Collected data
◆ ◆ ◆ ◆ ◆ ◆ ◆
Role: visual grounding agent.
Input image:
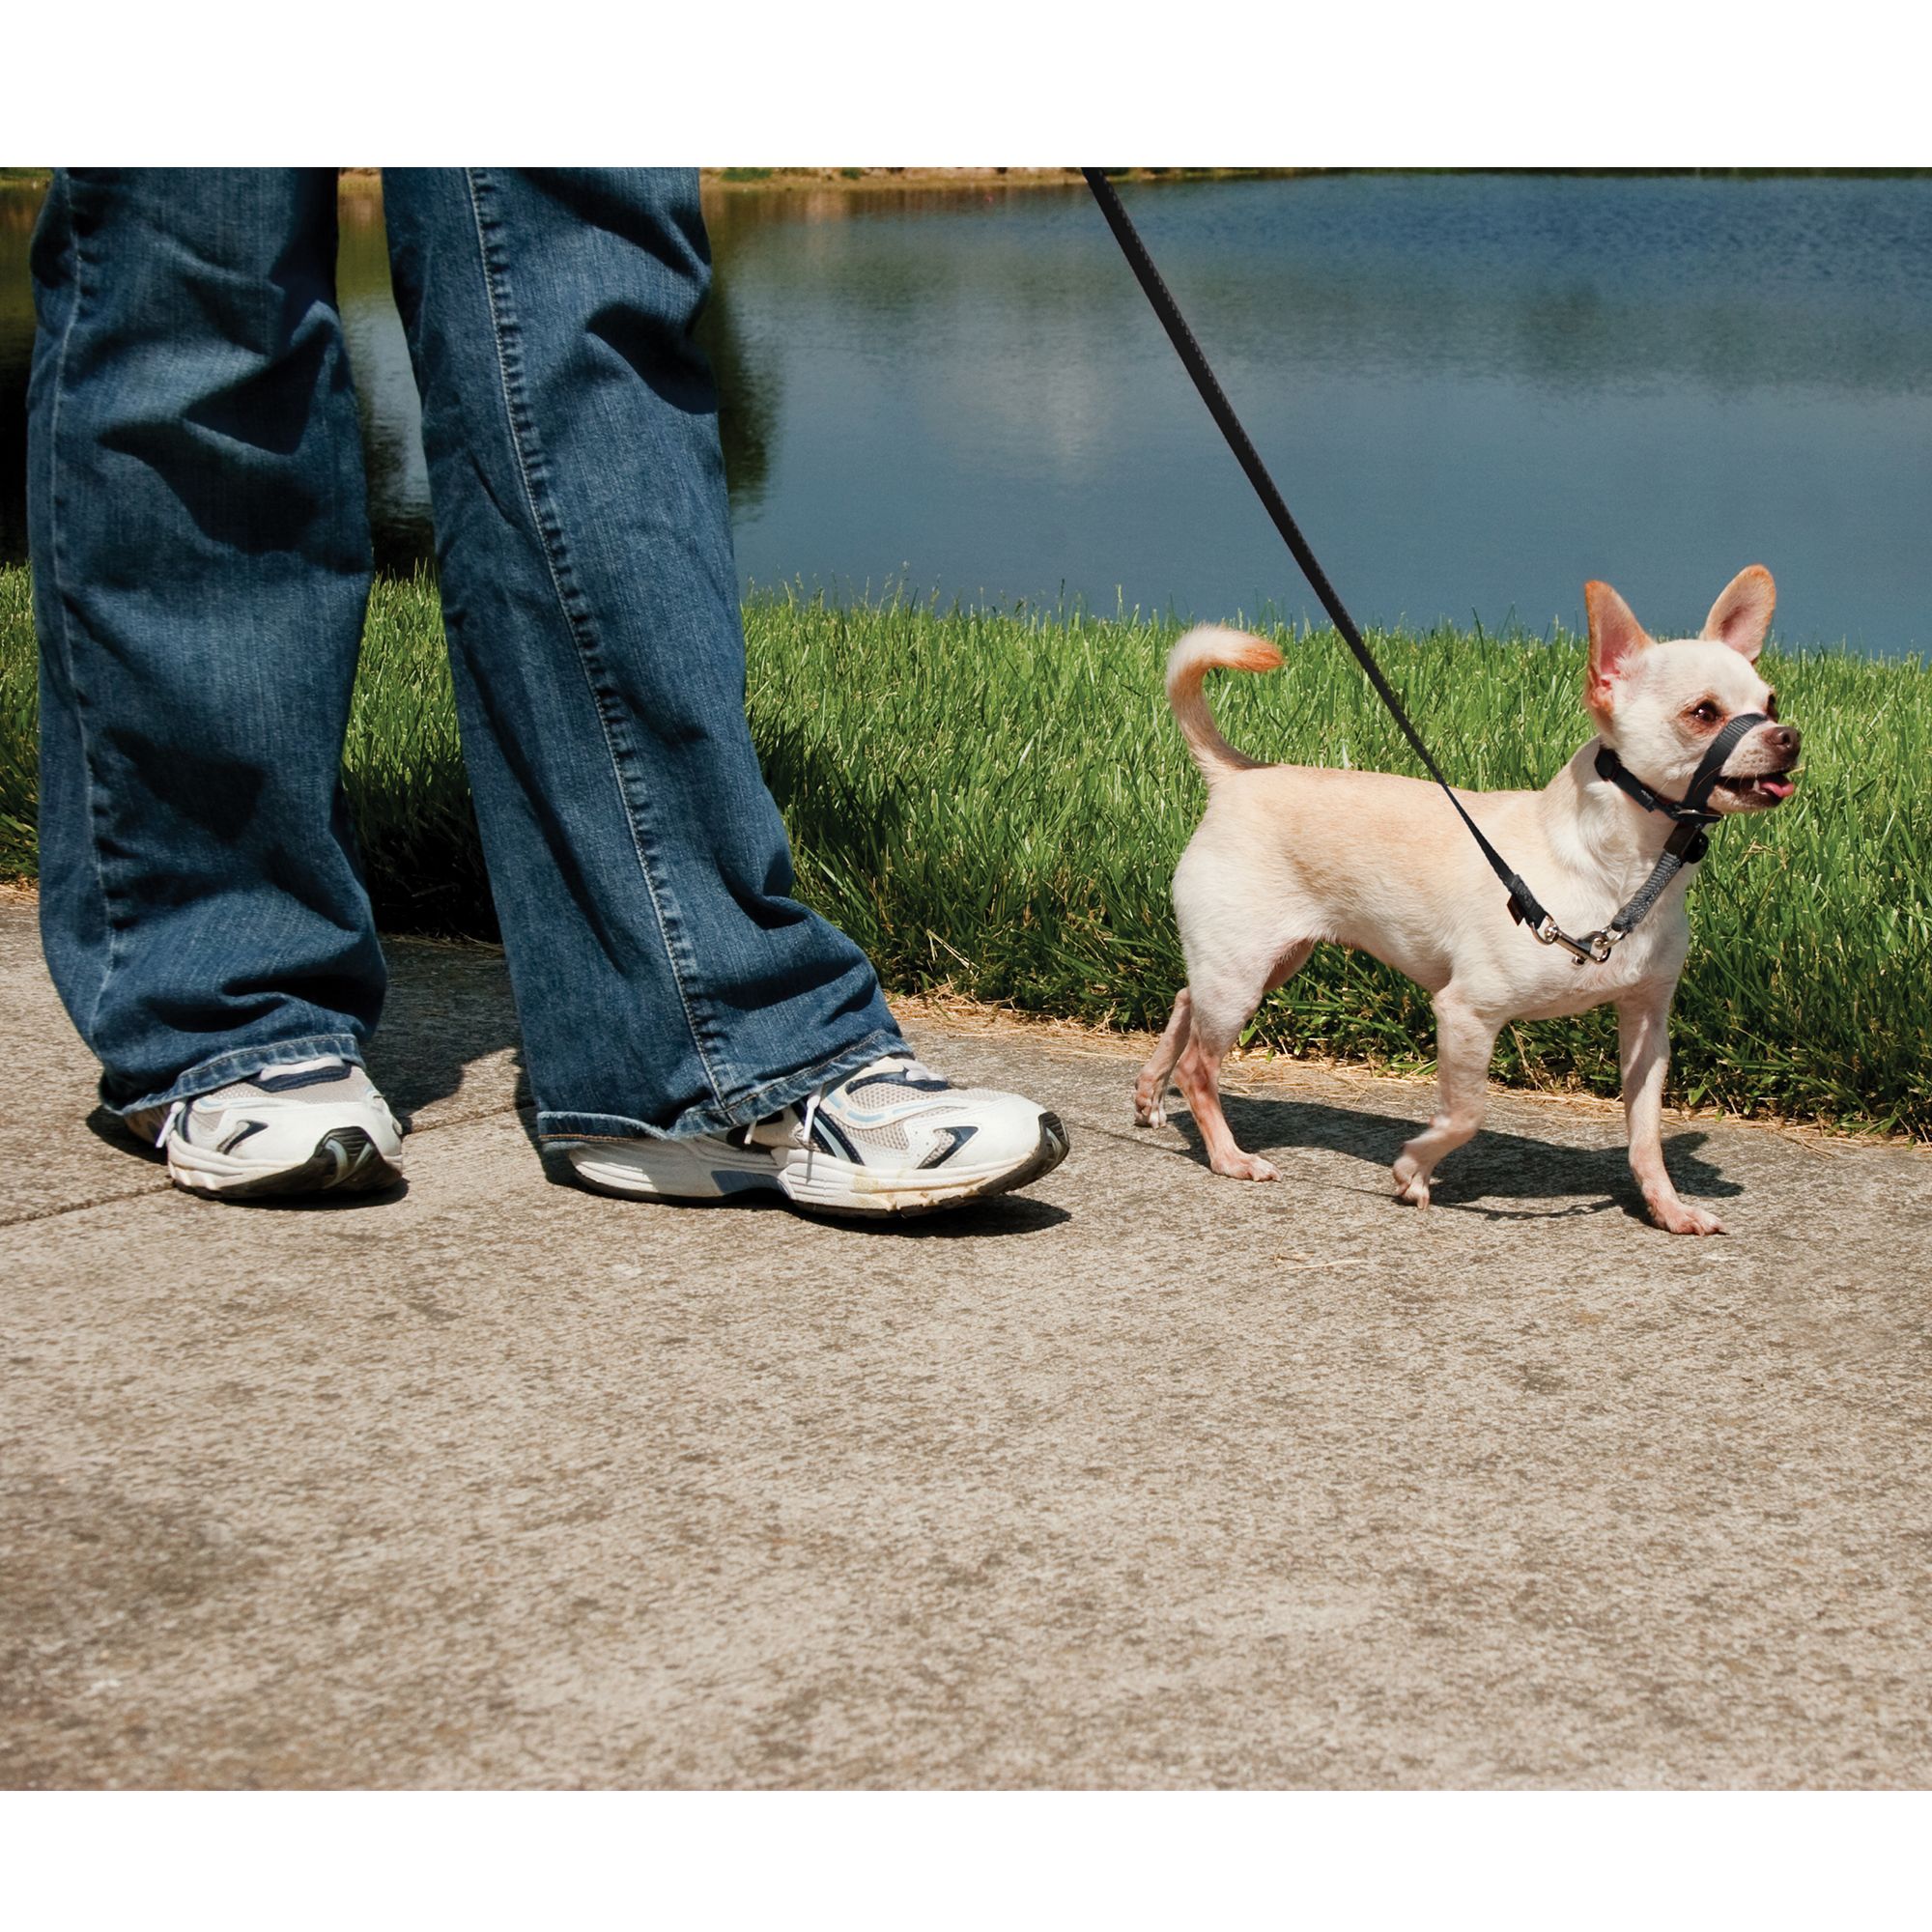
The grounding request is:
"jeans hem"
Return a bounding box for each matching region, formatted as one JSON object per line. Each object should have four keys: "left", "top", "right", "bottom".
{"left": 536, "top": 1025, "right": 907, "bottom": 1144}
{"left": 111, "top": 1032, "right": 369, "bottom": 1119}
◆ ◆ ◆ ◆ ◆ ◆ ◆
[Exercise details] The records above, copied word for word without the pictures, are what should be output.

[Exercise result]
Role: visual grounding agent.
Input image:
The grounding request is:
"jeans hem"
Return a bounding box for each matching region, formatted as one JSON object per line. Each object should have four keys: "left", "top", "right", "bottom".
{"left": 536, "top": 1025, "right": 907, "bottom": 1144}
{"left": 111, "top": 1032, "right": 369, "bottom": 1119}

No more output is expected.